• RECORDS SUPPLIED:
——

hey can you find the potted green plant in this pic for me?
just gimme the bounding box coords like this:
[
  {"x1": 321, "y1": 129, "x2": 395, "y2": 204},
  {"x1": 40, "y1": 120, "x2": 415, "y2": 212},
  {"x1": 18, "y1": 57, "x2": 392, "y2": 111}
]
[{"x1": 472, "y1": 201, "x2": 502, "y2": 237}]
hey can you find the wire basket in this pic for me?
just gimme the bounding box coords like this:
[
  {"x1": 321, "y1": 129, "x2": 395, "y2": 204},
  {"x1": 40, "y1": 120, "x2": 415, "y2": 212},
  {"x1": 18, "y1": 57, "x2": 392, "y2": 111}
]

——

• THE TASK: Only the lines containing "find" are needed; copy each of them from the data.

• EXERCISE SOLUTION:
hey can you find the potted green plant in this pic for me?
hey can you find the wire basket in this pic for me?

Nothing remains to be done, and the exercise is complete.